===== Text provided

01 // THE SETUP

I wanted to build something visitors could feel. Not a static chart showing a loss curve. Not a pre-trained demo where the AI is already good. I wanted people to watch reinforcement learning happen -- to see an agent start dumb, flail around, and gradually figure out how to hit a ball.

The result is the RL Pong Lab: a playable Pong game where you face three different RL algorithms that train in real time, right in your browser. No server. No Python. No GPU. Just pure JavaScript, a tiny neural network with 579 parameters, and some hard-won lessons about what actually makes RL work on a budget.

This post is the build log. Not the cleaned-up textbook version -- the real sequence of things that didn't work, why they didn't work, and what we changed. If you've read about Q-learning and DQN in theory but never watched them fail in practice, this is for you.

"In theory, theory and practice are the same. In practice, they are not."

==========
===== Given material

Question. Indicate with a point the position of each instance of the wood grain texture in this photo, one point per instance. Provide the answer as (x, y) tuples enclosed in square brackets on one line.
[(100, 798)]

==========

* _Your tasks_:
(A) Quote the RL Pong Lab passage between "I wanted to" and "is for you.", inclusive.
(B) Answer these from the RL Pong Lab passage:
(i) What did the author want people to watch happen?
(ii) How many parameters does the neural network have?
(iii) What does the post call itself?
The material has no connection to the RL Pong Lab passage.

* _Answers to the problems_:
(A)
I wanted to build something visitors could feel. Not a static chart showing a loss curve. Not a pre-trained demo where the AI is already good. I wanted people to watch reinforcement learning happen -- to see an agent start dumb, flail around, and gradually figure out how to hit a ball.

The result is the RL Pong Lab: a playable Pong game where you face three different RL algorithms that train in real time, right in your browser. No server. No Python. No GPU. Just pure JavaScript, a tiny neural network with 579 parameters, and some hard-won lessons about what actually makes RL work on a budget.

This post is the build log. Not the cleaned-up textbook version -- the real sequence of things that didn't work, why they didn't work, and what we changed. If you've read about Q-learning and DQN in theory but never watched them fail in practice, this is for you.

(B)
(i) Reinforcement learning
(ii) 579
(iii) The build log